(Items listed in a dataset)
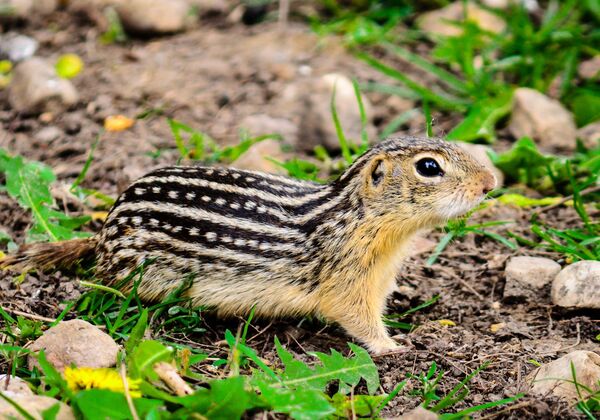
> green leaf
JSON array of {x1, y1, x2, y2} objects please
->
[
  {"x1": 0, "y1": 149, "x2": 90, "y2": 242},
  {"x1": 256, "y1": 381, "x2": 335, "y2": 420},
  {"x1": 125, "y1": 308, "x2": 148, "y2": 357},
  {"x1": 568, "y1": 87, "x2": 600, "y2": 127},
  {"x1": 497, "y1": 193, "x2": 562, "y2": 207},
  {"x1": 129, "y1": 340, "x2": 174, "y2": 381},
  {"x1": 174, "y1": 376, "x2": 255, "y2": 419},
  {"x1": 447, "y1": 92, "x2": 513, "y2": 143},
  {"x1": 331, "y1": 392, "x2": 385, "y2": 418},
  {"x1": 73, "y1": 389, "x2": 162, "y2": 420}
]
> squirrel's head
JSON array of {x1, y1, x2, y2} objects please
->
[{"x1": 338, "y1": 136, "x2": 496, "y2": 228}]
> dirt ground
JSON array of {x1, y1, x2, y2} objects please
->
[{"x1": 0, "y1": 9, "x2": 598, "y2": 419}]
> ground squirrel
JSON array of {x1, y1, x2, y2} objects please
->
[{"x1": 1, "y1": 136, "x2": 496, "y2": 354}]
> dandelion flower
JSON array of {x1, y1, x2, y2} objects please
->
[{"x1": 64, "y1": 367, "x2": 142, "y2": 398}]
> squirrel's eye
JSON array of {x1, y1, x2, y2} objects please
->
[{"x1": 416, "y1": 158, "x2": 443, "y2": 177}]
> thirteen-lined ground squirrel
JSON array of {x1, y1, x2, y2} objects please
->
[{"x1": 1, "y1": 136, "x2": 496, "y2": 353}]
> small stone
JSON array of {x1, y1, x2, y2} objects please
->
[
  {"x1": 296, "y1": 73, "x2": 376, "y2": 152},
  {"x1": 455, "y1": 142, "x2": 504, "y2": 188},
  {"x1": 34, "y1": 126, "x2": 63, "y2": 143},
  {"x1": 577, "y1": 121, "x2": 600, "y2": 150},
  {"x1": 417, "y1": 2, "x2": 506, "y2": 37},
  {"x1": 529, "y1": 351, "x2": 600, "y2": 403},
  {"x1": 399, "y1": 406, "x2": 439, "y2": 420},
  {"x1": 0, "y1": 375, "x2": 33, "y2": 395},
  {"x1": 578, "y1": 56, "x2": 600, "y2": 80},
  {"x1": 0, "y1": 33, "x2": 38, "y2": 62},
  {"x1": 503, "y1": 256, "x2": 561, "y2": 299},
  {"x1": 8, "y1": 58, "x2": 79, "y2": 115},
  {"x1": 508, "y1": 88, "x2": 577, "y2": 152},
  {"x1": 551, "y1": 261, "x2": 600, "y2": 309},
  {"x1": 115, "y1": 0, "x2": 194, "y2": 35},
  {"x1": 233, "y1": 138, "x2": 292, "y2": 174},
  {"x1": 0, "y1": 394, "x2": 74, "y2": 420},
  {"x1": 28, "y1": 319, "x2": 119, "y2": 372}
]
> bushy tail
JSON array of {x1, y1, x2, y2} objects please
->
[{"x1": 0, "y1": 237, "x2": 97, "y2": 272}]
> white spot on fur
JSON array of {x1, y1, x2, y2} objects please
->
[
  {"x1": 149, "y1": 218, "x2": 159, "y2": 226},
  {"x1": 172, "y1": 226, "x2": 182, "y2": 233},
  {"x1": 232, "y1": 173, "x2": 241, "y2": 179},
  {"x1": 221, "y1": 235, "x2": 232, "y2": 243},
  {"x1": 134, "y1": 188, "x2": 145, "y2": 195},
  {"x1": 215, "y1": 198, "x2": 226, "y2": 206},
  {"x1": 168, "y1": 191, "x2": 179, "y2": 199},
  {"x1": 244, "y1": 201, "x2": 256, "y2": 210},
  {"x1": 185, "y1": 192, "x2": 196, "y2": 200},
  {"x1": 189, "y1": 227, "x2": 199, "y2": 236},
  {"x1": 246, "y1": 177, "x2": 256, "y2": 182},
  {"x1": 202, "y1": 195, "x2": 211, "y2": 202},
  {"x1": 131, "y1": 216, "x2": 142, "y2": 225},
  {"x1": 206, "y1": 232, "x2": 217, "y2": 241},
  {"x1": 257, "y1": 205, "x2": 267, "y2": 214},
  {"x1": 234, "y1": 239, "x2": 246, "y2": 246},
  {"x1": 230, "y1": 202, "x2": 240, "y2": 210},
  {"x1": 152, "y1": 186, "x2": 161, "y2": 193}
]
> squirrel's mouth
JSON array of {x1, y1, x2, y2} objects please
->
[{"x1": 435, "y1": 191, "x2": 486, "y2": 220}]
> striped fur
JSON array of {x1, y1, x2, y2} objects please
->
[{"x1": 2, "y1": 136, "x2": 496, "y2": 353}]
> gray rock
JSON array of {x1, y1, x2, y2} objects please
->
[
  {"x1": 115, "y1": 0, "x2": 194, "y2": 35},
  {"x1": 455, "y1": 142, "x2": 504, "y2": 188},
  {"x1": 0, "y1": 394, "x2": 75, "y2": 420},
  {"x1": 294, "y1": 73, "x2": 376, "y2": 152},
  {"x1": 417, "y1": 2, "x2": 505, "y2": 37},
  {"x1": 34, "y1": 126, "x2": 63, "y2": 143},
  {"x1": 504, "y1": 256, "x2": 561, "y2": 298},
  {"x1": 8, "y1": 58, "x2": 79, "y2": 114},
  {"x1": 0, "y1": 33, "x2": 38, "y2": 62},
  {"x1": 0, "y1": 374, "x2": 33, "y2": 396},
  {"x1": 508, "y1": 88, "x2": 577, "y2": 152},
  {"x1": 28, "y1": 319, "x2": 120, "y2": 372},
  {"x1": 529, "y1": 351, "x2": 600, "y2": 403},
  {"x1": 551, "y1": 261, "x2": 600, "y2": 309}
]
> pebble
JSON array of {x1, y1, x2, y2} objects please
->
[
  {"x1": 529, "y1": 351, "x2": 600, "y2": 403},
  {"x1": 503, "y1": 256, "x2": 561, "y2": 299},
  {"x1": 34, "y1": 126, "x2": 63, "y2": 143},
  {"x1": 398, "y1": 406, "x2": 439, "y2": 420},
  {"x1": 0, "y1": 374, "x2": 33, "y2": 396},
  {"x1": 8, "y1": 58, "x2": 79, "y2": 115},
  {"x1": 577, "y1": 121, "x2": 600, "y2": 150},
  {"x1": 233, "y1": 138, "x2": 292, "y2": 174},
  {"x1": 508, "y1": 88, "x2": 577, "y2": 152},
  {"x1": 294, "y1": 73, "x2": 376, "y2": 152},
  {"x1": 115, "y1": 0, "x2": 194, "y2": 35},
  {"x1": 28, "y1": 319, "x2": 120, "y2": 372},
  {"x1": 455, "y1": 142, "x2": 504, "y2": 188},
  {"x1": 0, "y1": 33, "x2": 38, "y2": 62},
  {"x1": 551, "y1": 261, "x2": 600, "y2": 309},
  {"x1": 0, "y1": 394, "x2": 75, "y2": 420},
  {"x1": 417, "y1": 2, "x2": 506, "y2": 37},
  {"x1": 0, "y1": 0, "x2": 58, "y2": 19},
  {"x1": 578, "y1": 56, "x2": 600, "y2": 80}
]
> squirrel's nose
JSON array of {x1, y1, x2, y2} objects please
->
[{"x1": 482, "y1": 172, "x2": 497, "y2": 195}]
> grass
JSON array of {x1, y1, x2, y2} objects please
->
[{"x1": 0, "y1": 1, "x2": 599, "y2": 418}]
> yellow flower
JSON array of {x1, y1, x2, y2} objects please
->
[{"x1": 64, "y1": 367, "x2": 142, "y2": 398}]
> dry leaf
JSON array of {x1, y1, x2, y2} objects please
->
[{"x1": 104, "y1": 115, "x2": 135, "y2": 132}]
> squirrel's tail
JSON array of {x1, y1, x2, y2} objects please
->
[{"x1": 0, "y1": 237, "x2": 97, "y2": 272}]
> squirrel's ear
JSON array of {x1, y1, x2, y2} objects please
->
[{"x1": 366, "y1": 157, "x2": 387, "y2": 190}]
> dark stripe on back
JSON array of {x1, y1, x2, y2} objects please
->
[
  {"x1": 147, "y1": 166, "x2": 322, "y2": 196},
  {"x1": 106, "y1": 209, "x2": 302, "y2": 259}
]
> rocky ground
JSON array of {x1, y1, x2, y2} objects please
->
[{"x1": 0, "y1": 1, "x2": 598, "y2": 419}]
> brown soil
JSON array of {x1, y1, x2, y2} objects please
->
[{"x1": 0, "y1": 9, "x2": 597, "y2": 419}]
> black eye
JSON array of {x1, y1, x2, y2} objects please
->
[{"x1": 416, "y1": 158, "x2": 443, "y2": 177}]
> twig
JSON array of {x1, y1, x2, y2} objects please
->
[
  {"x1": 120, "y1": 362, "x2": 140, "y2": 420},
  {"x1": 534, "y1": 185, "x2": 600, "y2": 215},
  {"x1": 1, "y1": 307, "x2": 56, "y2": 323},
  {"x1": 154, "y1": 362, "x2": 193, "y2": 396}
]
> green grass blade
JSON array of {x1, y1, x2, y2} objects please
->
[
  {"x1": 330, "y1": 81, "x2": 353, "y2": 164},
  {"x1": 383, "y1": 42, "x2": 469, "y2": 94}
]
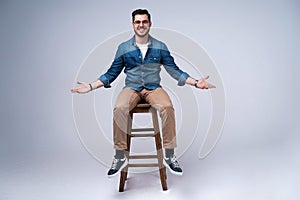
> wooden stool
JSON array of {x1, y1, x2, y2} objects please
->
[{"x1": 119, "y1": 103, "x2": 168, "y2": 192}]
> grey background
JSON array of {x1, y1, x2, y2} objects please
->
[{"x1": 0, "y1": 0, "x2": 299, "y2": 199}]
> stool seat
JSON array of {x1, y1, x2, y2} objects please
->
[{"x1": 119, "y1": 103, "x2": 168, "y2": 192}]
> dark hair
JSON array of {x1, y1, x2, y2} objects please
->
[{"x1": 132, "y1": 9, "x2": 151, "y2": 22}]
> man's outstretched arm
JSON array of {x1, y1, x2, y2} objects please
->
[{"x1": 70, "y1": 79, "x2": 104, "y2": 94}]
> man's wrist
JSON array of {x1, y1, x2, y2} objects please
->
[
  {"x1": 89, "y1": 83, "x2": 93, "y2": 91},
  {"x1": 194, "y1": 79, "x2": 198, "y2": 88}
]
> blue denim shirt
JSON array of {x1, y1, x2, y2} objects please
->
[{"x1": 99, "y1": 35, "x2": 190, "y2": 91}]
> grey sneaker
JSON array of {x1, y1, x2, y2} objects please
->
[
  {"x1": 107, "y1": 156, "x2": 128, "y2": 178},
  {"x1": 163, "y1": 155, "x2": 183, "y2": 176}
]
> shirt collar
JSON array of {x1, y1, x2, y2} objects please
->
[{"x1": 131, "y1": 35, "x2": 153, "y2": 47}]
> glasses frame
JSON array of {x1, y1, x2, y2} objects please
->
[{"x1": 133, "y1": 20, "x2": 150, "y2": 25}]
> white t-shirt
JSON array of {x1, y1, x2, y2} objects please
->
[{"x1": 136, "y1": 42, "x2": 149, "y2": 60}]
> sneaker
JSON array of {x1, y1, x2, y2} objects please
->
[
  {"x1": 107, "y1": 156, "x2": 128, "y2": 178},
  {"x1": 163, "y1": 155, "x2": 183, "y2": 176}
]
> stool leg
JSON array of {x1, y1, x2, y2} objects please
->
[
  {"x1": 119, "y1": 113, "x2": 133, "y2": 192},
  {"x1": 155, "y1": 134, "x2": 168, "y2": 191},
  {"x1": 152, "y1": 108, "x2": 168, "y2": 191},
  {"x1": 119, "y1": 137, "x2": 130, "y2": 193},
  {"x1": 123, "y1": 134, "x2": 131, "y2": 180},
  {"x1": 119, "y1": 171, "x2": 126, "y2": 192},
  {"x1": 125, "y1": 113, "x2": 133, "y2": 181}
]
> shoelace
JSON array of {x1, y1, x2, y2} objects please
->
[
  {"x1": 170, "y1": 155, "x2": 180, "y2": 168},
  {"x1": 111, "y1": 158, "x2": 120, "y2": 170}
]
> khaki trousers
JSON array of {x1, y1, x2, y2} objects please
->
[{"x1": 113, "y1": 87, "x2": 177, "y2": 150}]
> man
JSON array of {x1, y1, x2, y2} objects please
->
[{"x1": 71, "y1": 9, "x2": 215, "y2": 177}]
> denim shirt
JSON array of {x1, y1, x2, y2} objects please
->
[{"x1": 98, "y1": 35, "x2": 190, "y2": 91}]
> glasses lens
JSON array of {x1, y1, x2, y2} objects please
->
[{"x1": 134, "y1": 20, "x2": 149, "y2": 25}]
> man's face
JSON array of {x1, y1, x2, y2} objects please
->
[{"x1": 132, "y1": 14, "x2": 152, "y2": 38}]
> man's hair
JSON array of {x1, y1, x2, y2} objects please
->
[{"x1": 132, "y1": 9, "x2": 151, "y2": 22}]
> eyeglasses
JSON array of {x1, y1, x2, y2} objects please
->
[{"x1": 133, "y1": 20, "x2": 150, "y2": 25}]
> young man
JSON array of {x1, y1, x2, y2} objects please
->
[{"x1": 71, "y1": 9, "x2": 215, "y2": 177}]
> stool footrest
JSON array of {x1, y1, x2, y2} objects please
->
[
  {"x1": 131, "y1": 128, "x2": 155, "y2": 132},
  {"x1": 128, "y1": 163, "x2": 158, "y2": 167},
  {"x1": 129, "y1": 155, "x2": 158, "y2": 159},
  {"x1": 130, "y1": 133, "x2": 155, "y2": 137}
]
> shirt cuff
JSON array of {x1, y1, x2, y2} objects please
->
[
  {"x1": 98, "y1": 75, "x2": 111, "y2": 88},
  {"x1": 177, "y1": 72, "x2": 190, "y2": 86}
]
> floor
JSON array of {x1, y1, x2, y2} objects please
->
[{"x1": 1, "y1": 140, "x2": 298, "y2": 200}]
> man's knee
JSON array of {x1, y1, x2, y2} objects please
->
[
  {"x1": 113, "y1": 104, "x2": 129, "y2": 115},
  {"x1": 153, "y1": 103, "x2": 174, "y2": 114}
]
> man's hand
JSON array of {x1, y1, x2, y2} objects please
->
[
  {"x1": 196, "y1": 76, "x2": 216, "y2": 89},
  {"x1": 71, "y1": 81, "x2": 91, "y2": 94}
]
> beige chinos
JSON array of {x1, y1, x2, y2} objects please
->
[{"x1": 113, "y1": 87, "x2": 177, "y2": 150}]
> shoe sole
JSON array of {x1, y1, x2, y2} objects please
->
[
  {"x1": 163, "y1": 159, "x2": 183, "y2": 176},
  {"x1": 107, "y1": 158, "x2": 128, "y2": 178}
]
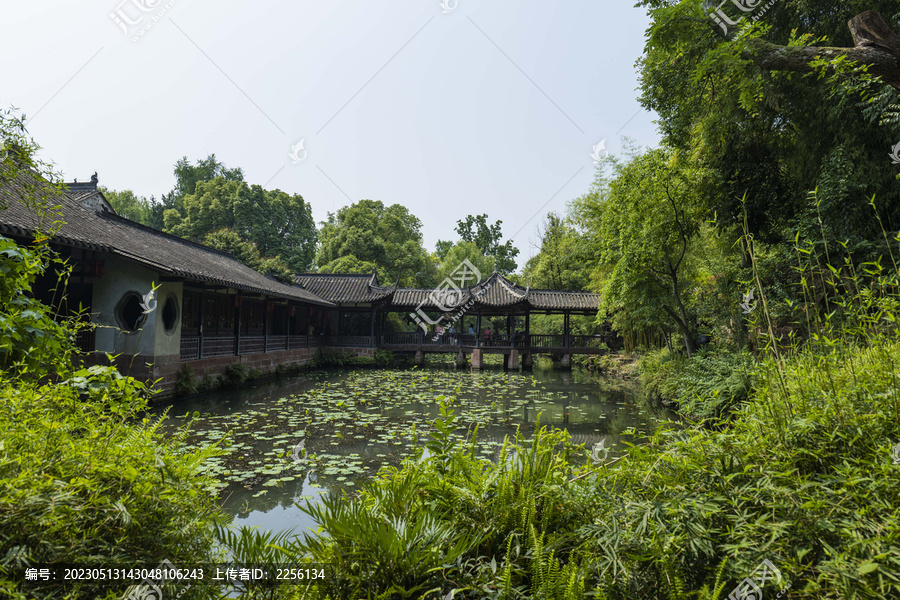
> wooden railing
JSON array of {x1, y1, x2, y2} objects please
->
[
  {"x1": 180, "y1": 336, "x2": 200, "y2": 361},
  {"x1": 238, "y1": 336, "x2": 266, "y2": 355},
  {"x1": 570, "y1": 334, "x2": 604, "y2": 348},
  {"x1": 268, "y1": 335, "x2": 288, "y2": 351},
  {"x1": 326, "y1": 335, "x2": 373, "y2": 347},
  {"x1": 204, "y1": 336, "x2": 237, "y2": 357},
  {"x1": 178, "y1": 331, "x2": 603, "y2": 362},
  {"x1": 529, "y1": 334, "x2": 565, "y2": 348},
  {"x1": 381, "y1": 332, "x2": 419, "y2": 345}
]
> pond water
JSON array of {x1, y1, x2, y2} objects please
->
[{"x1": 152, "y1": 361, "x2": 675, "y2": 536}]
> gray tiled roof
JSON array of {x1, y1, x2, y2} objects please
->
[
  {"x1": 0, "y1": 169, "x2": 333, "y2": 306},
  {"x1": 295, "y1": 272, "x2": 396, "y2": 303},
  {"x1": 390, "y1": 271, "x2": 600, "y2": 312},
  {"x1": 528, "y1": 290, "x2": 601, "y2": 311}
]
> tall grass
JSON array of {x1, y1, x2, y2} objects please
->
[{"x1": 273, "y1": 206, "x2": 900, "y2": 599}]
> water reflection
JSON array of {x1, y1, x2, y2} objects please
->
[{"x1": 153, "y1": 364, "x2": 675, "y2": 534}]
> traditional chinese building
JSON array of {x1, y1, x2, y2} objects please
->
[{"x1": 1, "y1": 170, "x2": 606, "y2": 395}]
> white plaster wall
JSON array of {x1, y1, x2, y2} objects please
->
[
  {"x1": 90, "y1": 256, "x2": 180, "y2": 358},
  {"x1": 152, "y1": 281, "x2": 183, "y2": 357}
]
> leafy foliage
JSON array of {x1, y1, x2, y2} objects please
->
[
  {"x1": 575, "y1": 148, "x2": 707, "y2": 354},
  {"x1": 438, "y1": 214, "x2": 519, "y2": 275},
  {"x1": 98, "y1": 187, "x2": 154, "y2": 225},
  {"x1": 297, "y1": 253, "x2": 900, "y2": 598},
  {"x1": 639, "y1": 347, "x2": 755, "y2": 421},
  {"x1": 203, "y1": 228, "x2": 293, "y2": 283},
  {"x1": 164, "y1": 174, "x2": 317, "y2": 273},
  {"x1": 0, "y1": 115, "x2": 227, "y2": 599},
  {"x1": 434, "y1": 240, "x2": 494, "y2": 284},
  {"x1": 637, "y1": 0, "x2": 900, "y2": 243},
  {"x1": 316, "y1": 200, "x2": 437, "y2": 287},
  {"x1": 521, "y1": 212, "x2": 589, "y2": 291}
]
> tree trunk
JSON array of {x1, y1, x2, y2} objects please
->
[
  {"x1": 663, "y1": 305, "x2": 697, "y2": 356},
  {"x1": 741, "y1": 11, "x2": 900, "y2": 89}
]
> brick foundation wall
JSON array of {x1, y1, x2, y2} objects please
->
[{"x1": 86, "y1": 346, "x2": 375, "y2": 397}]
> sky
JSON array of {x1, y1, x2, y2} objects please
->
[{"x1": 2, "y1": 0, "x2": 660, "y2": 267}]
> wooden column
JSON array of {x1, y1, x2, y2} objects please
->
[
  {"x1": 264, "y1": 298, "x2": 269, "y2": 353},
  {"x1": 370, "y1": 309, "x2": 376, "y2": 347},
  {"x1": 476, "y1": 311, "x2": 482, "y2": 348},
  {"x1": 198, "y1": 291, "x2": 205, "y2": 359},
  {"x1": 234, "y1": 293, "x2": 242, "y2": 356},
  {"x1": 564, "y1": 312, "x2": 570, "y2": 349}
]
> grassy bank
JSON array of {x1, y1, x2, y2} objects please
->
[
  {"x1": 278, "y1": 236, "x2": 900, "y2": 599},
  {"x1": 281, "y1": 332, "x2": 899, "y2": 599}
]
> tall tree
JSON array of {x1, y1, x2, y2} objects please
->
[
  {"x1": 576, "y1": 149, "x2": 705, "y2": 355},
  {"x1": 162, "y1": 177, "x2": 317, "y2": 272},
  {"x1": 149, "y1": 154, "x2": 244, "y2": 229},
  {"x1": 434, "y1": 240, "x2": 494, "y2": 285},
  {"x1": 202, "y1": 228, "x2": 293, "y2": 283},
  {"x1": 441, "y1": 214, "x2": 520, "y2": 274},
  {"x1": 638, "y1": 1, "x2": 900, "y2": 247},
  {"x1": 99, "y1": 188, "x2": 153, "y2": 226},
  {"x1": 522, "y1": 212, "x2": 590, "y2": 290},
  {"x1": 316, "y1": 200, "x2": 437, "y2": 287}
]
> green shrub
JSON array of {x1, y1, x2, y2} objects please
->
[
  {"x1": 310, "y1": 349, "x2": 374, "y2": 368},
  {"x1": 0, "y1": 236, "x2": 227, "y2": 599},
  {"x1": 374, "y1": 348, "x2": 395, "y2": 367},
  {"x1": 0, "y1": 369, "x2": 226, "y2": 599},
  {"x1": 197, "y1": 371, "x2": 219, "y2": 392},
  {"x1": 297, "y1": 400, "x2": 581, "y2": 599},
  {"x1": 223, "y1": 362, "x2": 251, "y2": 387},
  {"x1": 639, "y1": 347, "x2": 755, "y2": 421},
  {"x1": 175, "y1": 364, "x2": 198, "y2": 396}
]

WHAT IS NEEDED ->
Given the data above, which lines hold the string "wooden"? Return them.

WORKED SOLUTION ->
> wooden stool
> wooden railing
> wooden column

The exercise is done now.